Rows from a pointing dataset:
--- Begin ---

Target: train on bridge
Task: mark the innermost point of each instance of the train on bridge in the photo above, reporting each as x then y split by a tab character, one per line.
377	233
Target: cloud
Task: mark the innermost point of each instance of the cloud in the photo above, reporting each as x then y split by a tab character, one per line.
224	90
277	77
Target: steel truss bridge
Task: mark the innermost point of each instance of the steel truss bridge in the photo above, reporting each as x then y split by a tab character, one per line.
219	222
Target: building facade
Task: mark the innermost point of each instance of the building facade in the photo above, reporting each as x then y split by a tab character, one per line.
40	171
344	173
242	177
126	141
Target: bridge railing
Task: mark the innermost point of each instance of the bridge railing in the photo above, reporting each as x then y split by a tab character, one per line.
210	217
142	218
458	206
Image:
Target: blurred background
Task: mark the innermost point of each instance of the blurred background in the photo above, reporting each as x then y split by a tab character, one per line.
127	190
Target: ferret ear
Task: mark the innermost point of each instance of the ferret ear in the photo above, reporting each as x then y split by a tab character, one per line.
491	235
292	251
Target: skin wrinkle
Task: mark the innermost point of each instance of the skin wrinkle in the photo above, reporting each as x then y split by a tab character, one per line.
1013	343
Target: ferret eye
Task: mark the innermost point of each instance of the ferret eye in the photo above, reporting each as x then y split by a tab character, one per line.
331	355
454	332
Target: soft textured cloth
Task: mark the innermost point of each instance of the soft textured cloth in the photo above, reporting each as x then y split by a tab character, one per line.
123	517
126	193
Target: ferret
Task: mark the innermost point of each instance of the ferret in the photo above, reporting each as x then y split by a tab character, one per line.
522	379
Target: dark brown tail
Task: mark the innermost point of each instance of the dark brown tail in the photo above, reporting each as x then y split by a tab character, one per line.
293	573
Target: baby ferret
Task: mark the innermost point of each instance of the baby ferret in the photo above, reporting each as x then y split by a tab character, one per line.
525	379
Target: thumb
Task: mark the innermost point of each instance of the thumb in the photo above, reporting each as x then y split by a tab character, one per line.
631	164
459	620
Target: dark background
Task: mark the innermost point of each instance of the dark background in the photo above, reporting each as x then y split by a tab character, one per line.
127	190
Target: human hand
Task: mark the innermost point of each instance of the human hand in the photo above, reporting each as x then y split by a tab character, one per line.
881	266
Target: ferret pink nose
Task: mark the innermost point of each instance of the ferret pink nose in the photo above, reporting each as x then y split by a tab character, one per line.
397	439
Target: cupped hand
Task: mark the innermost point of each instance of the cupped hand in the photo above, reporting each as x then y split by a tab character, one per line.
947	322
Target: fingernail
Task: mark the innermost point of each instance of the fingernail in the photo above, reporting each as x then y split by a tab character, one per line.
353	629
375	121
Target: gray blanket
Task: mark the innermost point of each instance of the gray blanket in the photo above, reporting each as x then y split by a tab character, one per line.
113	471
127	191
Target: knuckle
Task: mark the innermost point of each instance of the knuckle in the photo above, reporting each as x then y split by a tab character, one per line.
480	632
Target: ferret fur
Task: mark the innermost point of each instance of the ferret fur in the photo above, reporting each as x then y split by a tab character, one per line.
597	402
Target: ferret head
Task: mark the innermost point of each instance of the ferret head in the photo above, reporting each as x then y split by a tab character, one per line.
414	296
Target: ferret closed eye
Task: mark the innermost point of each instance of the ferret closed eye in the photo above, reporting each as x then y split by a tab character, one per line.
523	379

--- End ---

* [TO BE DONE]: Lay out each line of the material above, from the line containing "Target: cupped hand" through the end of the material, both included, as a JSON list of strings with one string per line and blank lines left out.

* [FINISHED TASK]:
[
  "Target: cupped hand",
  "Task: mark the innermost point of each instance of the cupped hand in the photo above, reporting each as x then y split by a tab character, one per line.",
  "947\t322",
  "Target: fingernail",
  "Task: mark the innermost point of each instance of the fingernail in the photo above, reporting each as x then y split by a tab character, one per line.",
  "353\t629",
  "375\t121",
  "Target: gray blanket",
  "Task: mark the innermost point of each instance of the gray blanket in the photo above, reporting each as x then y split by a tab character, one per line.",
  "113\t471",
  "127\t191",
  "Target: knuckle",
  "Task: mark the innermost point of each instance of the knuckle in the photo above, reporting each as x then y split by a tab character, one per line.",
  "480\t632",
  "Target: ferret fur",
  "Task: mark the innermost point of each instance of the ferret fur in the photo above, reporting each as x then y split by a tab character, one per line.",
  "597\t402",
  "Target: ferret head",
  "Task: mark the innermost point of each instance of the ferret head in the photo above, reporting each as x then y split by a tab character, one per line.",
  "414\t296",
  "Target: ferret closed eye",
  "Task: mark the innermost point of each instance of the ferret closed eye in the photo above, reporting each as x then y split by a tab character, one per line.",
  "523\t379"
]